Below is a block of records; repeat each one exactly.

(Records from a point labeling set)
___

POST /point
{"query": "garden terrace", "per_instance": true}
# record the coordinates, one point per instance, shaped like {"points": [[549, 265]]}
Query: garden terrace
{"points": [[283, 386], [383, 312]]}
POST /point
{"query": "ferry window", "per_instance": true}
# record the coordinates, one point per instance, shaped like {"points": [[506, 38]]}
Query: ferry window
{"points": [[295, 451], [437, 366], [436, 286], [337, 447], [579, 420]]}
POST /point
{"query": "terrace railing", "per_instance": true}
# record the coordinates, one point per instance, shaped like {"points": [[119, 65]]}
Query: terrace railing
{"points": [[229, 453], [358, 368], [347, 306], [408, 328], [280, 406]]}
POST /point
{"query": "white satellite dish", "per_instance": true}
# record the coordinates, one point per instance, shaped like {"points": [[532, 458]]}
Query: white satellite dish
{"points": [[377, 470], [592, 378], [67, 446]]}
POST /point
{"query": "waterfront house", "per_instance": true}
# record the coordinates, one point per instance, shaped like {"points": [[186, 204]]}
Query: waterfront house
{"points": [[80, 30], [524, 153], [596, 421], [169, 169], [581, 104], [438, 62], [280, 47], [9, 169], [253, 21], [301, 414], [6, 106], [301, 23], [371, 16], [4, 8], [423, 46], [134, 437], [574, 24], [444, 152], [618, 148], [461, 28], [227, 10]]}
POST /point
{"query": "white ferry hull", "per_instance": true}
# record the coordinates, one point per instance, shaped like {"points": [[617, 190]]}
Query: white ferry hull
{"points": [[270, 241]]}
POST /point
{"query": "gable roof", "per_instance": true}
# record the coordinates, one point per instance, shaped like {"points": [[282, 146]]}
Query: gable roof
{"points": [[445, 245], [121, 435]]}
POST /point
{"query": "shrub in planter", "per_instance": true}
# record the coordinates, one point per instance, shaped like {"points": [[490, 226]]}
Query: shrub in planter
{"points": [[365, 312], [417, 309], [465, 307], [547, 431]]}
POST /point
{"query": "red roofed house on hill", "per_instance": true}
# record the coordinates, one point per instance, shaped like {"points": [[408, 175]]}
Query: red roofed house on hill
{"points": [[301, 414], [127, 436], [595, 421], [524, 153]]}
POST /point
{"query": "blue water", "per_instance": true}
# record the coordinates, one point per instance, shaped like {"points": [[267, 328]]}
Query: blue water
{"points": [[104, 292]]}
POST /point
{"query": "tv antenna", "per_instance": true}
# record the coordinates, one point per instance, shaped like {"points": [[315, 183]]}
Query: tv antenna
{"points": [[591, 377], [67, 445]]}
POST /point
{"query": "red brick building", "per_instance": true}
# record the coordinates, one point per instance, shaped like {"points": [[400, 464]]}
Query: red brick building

___

Finished answer:
POST /point
{"query": "garden terrace", "per_instance": true}
# record the coordinates, one point per instance, shaped like {"points": [[549, 265]]}
Query: garden terrace
{"points": [[283, 386], [383, 312]]}
POST /point
{"query": "ferry window", "per_instance": true}
# record the coordinates, one point per instance, shaped like {"points": [[506, 38]]}
Query: ferry window
{"points": [[295, 451], [437, 366], [436, 286], [337, 447], [579, 420]]}
POST /point
{"query": "terrace railing", "per_instance": true}
# record the coordinates, one point per instance, shaped like {"points": [[119, 65]]}
Query: terrace railing
{"points": [[229, 453], [358, 368], [347, 306], [408, 328], [280, 406]]}
POST /point
{"query": "white satellite dish", "per_instance": true}
# record the coordinates, one point per instance, shaped like {"points": [[532, 458]]}
Query: white satellite dish
{"points": [[377, 470], [592, 378], [67, 446]]}
POST /point
{"query": "waterfront house", "per_instance": true}
# record the coordinates, one point per instance, shaped like {"points": [[186, 204]]}
Query: waterfront house
{"points": [[80, 30], [524, 153], [596, 421], [169, 169], [581, 104], [438, 62], [280, 47], [9, 169], [253, 21], [301, 414], [6, 106], [301, 23], [371, 16], [4, 8], [423, 46], [134, 437], [574, 24], [444, 152], [618, 148], [461, 28], [227, 10]]}
POST /point
{"query": "white ferry hull", "per_instance": true}
# record the coordinates, one point per instance, shaped like {"points": [[617, 190]]}
Query: white ferry hull
{"points": [[270, 241]]}
POST /point
{"query": "gable roof", "per_instance": true}
# record the coordinates, one point per instance, shaped like {"points": [[282, 146]]}
Query: gable roof
{"points": [[445, 245], [121, 435]]}
POST /point
{"query": "shrub in planter", "per_instance": true}
# record the coordinates, one point per instance, shaped like {"points": [[490, 226]]}
Query: shrub in planter
{"points": [[365, 312], [417, 309], [465, 307], [547, 431]]}
POST /point
{"query": "red roofed house on hill", "per_instance": true}
# record the coordinates, one point per instance, shaped like {"points": [[408, 175]]}
Query: red roofed house on hill
{"points": [[301, 414], [127, 436], [595, 421], [524, 153]]}
POST /point
{"query": "blue water", "per_instance": true}
# record the coordinates, one point per instance, shaped like {"points": [[267, 328]]}
Query: blue water
{"points": [[104, 292]]}
POST /point
{"query": "tv antenna", "per_instance": true}
# record the coordinates, one point per instance, shaped like {"points": [[315, 183]]}
Query: tv antenna
{"points": [[591, 377], [67, 445]]}
POST /point
{"query": "red brick building", "per_instance": true}
# record the coordinates, one point per instance, shaped like {"points": [[400, 464]]}
Query: red brick building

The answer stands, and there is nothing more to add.